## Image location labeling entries

........

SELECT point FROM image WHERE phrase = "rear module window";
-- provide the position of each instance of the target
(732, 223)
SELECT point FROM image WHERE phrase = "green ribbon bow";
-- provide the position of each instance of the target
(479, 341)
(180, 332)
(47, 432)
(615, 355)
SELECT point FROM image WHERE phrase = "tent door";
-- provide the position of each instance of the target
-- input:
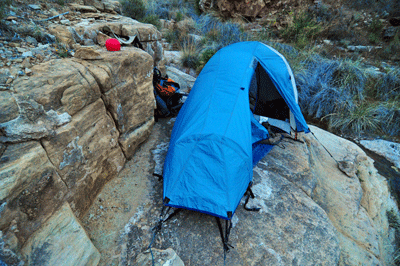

........

## What you should do
Please gather every line from the items above that contains the string "WHERE".

## The reply
SELECT point FROM image WHERE phrase = "rear module window";
SELECT point FROM image WHERE phrase = "green ribbon bow";
SELECT point FROM image WHERE phrase = "tent door";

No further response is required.